===== EXTRAIT DU DOCUMENT

# Une utilisatrice a besoins de vos conseils!!! Merci de votre aide!



## cestdelafolie (3 Août 2005)

Salut a tout les membres de ce forum! 
J'ai un gros soucis. En effet, j'ai fait tombé mon powerbook de mon bureau et il est tombé sur l'alimentation en pliant légèrement l'adapatateur secteur. 
Mais depuis rien n'y fait! Mon ordinateur marche correctement mais de temps en temps ( tres frequemment meme) il va m'afficher des kernel panic et me demander de redemarrer. 
Et en m'executant, j'ai meme le droit a avoir un ecran tout noir au redemarrage. 
Je me demande d'ou peut provenir le problème sachant qu'il commance a bugger lorsque je plug et je "dé" plug l'adaptateur secteur ou bien lorsque je bouge l'ecran plusieurs fois de haut en bas! Si je ne touche pas a l'ordinateur il fonctionne parfaitement mais des lors que je baisse ou lève l'ecran c'est le kernel panic! 
Je ne sais pas d'ou peut provenir le problème! Je suis une fidèle utlisatrice de mac et je n'est jamais eu de problème du genre depuis mon ibook palourde.

==========

- _CONSIGNES_
**1.** Pour chaque affirmation, répondez par oui ou non selon qu'elle concorde ou non avec le message du forum, en citant mot pour mot le passage qui tranche. (a) En tombant, l'ordinateur a légèrement plié l'adaptateur secteur. (b) Les kernel panic surviennent même quand on ne touche pas à l'ordinateur. (c) C'est le premier Mac de la personne qui écrit.
**2.** Renvoyez tel quel le passage du message du forum qui va de « Mais depuis rien » jusqu'à « demander de redemarrer. ».
Les lignes ne servent à rien ici.

===== DONNÉES FOURNIES

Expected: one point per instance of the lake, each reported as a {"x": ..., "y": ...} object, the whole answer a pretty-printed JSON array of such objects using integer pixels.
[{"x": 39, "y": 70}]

==========

- _RÉPONSES_
**1.**
(a) Oui : « il est tombé sur l'alimentation en pliant légèrement l'adapatateur secteur »
(b) Non : « Si je ne touche pas a l'ordinateur il fonctionne parfaitement »
(c) Non : « Je suis une fidèle utlisatrice de mac et je n'est jamais eu de problème du genre depuis mon ibook palourde. »

**2.**
Mais depuis rien n'y fait! Mon ordinateur marche correctement mais de temps en temps ( tres frequemment meme) il va m'afficher des kernel panic et me demander de redemarrer.